■ Passage provided ■
————

One year old Matthew…July 4, 2002

I think I decided to “talk” about this because I think I am ready to admit, as Theresa and I have admitted to each other over the past few years that “It is still a thing”. The thing is PTSD and Caregiver Burnout. We have 23 years of pent up symptoms. Depression, anxiety, sleep disorders, numbness, detachment from family and friends, emotional disconnect, loss of empathy, migraines, stomach disorders, eating disorders, and many other medical conditions, (I had a heart attack 4 years ago), etc. The list is as longs as the surgery/procedure list for both of our boys which tops out at over 150.

“The same boiling water that softens the potato hardens the egg”

Unknown

Our reaction and how we handle the circumstances that come our way will define the outcome. As hard as it has been we believe we were specifically chosen to walk this road. We wouldn’t have asked for this but we also wouldn’t have experienced and witnessed the unique fingerprints of God. Miracles, yes, miracles in the form of gifted hands of doctors, surgeons and nurses. Miracles in circumstances where people reached out or when God connected the dots and needs were met by people who where listening to a calling to help even though the need was never spoken aloud.

“For I know the plans I have for you, declares the Lord, plans to prosper you and not to harm you, plans to give you hope and a future.”

Jeremiah 29:11
We were blessed to go on a Disney cruise together!

Over the years we have learned to take vacations, take time outs, even if it means just to get out of the house to go to the store. We often take separate times away so we can totally disconnect while the other is “all in”. We do try to get together time too. We are fortunate that just in the past year or more our confidence in our team of support that includes nurses, caregivers, therapists, teachers, etc. and the blessing that the boys have adult siblings who are able and willing to help cover gaps have allowed us to take a few breaks together, alone. Even with intentionally working at taking breaks, the constant 24/7 care for one is hard…add a second one, each with different behavior and medical needs, and it can be overwhelming. As hard as it can be…there are many blessings along the way. We find joy in simple things and even small “wins” when they come. We find our strength in each other and in a God who cares for us deeply.

“Then Jesus said, ‘Come to me, all of you who are weary and carry heavy burdens, and I will give you rest. Take my yoke upon you. Let me teach you because I am humble and gentle at heart, and you will find rest for your souls. For my yoke is easy to bear, and the burden I give you is light.’”

Matthew 11:28–30: 

Are we okay? The short answer is “yes”. But, the long answer is that we need help. In fact, there are many out there who are caring for a parent, a spouse, or a loved one who are experiencing the same as us. We need help, mostly in praying for us and for the ones we are caring for. Most caregivers live from crisis to crisis with no physical or mental break…just knowing people are praying for them “in the storm” can be reassuring. Other ways are to help with a word of encouragement, a listening, non judgmental ear, an offer to help with an errand or other tasks. Many needs are never verbalized due to the complex nature of being a caregiver, especially when that care has been given over multiple years…or decades.

One last thought…be open to what the Holy Spirit may be asking you to do for someone. Sometimes we are just afraid that the thought we had to reach out meant nothing, or so little…to someone who is in need, that little gesture may be HUGE at that moment.

————

■ Data extracts ■
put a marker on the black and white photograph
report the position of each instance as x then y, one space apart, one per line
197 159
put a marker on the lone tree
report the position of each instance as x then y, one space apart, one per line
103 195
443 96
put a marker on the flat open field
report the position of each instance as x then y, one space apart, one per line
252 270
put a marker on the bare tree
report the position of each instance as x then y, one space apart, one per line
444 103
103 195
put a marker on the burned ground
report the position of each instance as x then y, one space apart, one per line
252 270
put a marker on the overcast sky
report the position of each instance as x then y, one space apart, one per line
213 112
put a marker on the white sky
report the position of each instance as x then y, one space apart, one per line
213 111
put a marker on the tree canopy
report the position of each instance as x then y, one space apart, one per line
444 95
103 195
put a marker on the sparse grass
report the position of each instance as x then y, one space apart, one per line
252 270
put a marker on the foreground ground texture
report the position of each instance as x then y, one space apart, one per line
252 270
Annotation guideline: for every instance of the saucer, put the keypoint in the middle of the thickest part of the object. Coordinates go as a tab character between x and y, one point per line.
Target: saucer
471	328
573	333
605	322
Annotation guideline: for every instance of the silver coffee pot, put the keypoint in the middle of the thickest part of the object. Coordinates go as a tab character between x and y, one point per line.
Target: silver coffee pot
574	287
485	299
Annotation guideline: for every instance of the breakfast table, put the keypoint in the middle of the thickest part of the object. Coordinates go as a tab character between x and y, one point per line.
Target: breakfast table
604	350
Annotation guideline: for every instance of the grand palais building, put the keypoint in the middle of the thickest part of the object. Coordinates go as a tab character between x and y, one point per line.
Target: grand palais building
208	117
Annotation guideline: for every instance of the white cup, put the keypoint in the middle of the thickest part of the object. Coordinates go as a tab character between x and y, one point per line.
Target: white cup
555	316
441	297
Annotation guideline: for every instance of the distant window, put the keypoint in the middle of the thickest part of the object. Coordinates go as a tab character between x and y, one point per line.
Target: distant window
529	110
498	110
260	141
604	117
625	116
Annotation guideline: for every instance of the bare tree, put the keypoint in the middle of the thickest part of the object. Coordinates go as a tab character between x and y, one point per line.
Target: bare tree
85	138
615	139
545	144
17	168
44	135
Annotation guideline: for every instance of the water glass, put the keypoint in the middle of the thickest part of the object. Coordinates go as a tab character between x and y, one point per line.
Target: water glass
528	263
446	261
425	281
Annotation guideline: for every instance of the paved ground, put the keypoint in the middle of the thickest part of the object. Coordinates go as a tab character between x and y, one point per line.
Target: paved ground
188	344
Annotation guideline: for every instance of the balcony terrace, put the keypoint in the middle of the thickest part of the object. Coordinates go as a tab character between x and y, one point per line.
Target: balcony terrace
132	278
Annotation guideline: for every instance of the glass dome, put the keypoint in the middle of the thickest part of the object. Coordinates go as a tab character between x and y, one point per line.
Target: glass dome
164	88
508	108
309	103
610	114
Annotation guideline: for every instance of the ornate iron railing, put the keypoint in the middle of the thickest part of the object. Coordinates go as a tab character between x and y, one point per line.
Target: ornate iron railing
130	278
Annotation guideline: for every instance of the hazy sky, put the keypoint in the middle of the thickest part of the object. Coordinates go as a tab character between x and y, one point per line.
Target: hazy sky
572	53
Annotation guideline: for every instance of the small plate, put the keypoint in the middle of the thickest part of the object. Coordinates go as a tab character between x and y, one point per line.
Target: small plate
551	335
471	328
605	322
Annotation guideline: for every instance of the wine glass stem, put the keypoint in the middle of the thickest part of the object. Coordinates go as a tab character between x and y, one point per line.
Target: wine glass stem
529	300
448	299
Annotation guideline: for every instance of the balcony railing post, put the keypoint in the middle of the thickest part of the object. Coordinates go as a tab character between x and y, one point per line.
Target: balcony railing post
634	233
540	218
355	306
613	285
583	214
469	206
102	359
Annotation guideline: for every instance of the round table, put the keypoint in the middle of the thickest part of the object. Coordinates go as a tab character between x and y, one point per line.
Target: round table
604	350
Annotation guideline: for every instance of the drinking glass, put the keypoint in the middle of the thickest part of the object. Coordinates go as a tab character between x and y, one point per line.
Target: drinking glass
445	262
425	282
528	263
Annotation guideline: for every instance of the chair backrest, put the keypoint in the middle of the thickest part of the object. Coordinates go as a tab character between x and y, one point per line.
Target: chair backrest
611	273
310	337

————

■ Your task ■
Copy out, word for word, the stretch of the caregiving post that begins with the words containing "One last thought…be" and ends with "at that moment.". The records have no connection to the caregiving post.

■ Written response ■
One last thought…be open to what the Holy Spirit may be asking you to do for someone. Sometimes we are just afraid that the thought we had to reach out meant nothing, or so little…to someone who is in need, that little gesture may be HUGE at that moment.